96. Ofgem's most recent consultation sets out some proposals to help embedded generation before the next price review.[141] Currently, embedded generators not only have to pay 'shallow' connection charges when they connect to the grid, but they also have to pay 'deep' connection charges for any reinforcement of the network which is required. Ofgem's main proposal is that the such generators might be allowed to spread the costs of connection charges over a number of years; and might be partially reimbursed if other embedded generators subsequently connect to that part of the network.

97. However, this still means that embedded generators would still be subject to 'deep' charges. In stark contrast, major generators connected to the transmission network only have to pay 'shallow' charges, the costs of any major transmission upgrades being recovered through charges on all major generators. There is therefore a significant inconsistency in the way in which Ofgem treats embedded generators compared to network generators. We questioned Callum McCarthy, the Director General of Ofgem, on this topic, and he was visibly surprised when our understanding of the situation was confirmed.[142] It is also worth noting that distribution network operators (DNOs) do not currently have any financial incentives to connect embedded generators. Ofgem will need to ensure that such incentives are incorporated within the next price review.

98. Ofgem is also proposing to introduce some form of proximity charging, whereby generators will pay more the further they are from population centres.[143] Yet if the UK is to meet its renewables targets, there will need to be a major increase in the deployment of wind generators, and many of the best sites will be in Scotland and Wales—relatively far from major population centres. We therefore find the timing of Ofgem's proposals somewhat ironic. It is a specific example of the failure to mainstream environmental objectives.

Listing:

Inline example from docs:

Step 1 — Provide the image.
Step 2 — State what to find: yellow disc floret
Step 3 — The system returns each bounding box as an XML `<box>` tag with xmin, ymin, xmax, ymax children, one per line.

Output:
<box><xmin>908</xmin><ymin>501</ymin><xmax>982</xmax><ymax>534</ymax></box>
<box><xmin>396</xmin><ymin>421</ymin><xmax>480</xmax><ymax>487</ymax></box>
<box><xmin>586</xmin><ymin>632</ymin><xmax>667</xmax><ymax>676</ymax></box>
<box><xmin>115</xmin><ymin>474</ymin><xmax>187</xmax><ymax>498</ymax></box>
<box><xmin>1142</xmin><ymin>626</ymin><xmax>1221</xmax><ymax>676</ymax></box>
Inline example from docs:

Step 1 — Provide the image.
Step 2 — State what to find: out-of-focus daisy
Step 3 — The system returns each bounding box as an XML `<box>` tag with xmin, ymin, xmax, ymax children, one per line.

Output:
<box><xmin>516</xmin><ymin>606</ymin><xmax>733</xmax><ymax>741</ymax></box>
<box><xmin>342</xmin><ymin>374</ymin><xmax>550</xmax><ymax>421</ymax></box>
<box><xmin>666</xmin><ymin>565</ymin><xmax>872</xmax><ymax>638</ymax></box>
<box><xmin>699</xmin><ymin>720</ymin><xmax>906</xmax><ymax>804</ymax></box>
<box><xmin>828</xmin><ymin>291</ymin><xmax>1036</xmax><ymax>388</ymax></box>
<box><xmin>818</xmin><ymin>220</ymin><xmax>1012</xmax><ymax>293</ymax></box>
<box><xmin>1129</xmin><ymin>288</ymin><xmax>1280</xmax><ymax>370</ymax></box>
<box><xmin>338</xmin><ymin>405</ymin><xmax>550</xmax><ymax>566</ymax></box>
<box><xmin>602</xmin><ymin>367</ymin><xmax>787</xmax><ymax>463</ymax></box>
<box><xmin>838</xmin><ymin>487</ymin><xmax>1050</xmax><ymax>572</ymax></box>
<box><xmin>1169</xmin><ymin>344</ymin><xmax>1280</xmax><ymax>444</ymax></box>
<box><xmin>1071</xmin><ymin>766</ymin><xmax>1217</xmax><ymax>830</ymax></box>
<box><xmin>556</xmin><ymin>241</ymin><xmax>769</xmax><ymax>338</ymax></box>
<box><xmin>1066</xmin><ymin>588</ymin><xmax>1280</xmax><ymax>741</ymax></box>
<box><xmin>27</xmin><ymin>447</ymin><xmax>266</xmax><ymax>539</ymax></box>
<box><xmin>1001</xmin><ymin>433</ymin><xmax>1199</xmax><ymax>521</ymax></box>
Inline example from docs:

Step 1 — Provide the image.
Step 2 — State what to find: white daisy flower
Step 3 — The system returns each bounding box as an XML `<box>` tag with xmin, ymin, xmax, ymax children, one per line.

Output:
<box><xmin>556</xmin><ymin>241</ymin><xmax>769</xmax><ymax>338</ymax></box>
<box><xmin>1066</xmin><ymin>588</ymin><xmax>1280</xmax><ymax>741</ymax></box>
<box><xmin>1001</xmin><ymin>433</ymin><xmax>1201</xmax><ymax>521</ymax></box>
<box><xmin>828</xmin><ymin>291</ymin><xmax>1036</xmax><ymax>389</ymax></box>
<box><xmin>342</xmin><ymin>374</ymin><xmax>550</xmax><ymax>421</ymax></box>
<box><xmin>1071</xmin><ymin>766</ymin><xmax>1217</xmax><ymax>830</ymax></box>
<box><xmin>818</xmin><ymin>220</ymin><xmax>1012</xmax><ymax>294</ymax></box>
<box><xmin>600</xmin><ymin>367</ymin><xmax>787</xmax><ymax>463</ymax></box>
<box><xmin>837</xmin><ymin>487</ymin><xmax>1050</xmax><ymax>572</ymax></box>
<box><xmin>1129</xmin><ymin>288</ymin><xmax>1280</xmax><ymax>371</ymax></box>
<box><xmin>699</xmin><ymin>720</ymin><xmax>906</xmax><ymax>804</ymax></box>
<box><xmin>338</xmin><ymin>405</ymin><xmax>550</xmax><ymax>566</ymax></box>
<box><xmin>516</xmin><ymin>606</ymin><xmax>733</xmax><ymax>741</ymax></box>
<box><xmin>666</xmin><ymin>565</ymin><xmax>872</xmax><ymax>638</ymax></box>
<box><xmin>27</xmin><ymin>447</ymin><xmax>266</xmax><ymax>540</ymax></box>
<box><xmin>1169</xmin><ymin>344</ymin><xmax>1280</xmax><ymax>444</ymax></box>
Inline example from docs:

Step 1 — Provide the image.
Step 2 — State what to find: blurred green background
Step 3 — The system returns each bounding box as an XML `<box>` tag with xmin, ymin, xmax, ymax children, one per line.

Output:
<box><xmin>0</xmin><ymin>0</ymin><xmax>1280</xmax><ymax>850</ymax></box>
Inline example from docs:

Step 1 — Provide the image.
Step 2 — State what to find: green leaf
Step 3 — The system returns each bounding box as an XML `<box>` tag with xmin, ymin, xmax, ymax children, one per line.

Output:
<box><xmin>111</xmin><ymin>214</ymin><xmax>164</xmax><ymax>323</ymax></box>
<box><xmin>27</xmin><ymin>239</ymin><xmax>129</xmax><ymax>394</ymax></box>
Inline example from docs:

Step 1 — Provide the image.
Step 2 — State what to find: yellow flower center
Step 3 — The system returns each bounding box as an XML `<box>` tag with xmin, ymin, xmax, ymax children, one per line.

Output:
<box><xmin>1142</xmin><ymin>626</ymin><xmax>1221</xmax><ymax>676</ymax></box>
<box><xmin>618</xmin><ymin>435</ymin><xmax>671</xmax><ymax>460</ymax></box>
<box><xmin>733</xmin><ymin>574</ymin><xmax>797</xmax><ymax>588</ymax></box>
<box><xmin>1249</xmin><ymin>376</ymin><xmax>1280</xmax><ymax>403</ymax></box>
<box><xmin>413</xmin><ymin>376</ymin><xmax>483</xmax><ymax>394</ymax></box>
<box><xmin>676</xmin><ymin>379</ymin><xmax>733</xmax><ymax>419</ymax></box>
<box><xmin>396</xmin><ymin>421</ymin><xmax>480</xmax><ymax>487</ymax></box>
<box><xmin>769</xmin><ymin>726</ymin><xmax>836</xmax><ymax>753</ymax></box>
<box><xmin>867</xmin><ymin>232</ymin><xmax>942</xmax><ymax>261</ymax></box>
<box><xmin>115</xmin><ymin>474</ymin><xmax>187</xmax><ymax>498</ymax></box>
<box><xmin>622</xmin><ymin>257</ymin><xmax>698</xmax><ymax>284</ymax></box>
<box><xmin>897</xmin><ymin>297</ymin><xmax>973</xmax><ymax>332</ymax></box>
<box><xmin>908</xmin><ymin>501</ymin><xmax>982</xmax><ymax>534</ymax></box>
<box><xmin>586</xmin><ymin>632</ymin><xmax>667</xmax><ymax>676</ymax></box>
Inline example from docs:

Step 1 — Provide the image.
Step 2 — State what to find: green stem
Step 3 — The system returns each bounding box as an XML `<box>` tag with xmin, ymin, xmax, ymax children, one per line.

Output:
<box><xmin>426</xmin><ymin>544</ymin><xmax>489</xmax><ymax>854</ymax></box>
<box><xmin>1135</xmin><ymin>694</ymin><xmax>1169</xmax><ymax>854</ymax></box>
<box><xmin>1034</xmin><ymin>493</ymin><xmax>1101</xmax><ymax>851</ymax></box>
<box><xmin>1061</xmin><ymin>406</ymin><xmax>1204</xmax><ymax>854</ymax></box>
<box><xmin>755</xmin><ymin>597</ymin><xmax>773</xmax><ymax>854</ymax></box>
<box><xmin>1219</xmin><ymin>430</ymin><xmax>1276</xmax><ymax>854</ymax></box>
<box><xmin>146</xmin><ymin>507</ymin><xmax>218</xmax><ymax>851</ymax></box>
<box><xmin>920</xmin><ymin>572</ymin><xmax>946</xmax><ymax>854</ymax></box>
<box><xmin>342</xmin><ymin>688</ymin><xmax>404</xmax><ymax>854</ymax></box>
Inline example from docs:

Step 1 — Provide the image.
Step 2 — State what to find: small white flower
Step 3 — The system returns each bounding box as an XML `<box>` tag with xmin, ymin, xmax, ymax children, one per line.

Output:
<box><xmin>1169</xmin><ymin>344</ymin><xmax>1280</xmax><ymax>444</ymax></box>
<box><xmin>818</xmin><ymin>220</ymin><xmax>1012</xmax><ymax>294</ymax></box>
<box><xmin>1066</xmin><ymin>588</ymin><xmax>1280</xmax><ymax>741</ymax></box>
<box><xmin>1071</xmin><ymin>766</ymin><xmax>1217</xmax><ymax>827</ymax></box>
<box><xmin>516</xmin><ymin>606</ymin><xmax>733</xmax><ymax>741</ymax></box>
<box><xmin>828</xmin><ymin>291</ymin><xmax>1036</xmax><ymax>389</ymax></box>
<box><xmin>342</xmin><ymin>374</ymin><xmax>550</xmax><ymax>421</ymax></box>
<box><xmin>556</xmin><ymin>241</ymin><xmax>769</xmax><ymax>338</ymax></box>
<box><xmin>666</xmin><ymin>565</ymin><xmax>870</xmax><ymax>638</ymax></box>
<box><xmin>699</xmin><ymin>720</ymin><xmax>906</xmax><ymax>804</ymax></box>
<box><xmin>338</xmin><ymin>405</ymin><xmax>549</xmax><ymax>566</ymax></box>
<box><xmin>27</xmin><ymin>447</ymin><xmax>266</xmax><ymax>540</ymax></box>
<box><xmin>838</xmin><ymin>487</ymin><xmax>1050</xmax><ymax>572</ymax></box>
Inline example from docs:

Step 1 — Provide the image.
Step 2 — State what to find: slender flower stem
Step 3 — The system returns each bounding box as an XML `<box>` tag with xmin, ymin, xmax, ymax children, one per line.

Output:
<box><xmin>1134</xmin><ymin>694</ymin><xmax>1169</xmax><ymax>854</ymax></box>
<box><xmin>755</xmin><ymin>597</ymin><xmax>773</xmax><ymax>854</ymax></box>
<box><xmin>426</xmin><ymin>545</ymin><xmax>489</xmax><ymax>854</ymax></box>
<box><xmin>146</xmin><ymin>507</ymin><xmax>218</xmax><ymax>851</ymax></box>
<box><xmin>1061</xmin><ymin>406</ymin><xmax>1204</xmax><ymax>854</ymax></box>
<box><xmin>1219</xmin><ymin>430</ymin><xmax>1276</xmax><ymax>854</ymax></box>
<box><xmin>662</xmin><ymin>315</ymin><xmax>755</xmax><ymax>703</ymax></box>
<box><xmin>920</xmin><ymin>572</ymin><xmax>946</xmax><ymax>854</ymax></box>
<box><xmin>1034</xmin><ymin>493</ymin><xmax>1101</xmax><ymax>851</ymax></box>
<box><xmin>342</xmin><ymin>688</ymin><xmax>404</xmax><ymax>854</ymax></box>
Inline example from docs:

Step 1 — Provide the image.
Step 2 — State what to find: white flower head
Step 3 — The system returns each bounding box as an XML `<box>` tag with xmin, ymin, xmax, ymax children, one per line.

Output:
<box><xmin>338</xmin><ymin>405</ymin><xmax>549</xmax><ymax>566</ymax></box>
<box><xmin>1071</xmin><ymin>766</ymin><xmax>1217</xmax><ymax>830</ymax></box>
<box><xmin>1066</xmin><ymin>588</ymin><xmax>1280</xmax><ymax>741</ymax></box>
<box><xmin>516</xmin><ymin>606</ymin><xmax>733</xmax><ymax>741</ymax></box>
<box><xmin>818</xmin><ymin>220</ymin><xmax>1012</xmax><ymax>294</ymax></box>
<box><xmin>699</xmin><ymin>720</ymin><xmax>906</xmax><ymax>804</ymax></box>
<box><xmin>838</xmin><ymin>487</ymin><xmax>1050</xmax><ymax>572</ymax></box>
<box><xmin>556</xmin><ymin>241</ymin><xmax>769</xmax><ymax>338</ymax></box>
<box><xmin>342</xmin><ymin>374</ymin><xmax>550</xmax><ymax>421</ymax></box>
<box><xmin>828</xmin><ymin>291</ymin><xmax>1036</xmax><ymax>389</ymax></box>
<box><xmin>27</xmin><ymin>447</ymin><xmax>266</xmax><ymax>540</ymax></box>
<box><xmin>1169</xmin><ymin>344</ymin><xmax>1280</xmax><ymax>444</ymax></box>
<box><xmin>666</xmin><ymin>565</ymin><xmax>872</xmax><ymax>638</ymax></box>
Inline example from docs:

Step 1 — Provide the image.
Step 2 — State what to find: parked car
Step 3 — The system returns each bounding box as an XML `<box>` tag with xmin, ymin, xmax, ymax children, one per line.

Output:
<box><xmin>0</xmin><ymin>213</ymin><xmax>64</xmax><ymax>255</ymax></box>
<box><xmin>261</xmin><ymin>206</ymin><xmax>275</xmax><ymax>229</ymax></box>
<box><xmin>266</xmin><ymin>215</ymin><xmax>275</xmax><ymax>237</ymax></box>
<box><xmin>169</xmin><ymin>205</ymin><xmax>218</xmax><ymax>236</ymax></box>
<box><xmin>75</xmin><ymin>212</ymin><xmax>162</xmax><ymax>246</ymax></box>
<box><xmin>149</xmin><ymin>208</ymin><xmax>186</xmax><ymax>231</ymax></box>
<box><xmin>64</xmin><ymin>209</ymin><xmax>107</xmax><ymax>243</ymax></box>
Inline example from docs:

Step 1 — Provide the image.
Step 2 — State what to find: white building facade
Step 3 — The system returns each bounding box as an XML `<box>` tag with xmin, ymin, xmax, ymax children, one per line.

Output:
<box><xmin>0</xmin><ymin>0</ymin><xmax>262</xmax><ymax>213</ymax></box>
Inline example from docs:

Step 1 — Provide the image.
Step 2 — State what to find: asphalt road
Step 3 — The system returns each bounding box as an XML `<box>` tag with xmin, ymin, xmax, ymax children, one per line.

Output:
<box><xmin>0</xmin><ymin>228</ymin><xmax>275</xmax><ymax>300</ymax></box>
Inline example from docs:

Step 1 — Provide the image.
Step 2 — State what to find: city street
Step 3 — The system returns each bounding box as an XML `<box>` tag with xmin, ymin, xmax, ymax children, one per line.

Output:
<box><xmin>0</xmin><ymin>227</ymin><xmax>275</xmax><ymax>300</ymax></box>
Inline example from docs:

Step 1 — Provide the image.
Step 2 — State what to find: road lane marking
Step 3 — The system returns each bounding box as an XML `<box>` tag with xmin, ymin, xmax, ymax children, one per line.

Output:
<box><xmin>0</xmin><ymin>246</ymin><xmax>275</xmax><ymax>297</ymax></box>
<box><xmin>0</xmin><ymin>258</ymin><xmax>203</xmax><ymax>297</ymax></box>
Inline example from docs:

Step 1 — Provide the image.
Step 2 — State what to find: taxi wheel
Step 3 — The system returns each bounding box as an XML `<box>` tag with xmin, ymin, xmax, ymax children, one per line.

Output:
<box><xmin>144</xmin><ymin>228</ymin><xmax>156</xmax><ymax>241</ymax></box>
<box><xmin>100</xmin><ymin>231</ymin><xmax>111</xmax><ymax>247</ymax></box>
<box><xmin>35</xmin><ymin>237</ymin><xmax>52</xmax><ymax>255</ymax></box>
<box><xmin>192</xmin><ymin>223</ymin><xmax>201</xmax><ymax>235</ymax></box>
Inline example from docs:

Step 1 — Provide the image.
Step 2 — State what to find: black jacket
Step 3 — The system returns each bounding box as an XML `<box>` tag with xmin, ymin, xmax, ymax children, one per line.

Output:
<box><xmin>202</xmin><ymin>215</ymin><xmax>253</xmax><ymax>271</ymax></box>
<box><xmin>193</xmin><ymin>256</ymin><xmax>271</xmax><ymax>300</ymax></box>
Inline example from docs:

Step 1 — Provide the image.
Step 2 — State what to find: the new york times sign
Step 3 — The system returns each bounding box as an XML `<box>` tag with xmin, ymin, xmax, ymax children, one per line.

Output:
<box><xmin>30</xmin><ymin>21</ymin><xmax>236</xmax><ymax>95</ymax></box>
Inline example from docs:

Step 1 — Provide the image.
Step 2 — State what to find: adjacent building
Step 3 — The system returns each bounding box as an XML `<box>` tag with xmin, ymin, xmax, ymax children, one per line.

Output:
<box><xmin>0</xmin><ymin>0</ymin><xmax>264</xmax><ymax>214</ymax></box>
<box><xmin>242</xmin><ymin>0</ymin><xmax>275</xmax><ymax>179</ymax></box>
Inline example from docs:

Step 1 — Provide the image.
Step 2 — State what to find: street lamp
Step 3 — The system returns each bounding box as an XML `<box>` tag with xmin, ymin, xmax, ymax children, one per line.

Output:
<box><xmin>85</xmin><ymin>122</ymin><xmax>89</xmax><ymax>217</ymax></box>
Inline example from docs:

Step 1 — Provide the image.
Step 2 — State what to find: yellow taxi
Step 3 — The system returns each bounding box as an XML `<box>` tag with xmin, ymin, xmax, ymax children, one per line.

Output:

Brief: Please answer from the Ofgem passage: what kind of connection charges do major generators on the transmission network have to pay?

The result: Only 'shallow' charges.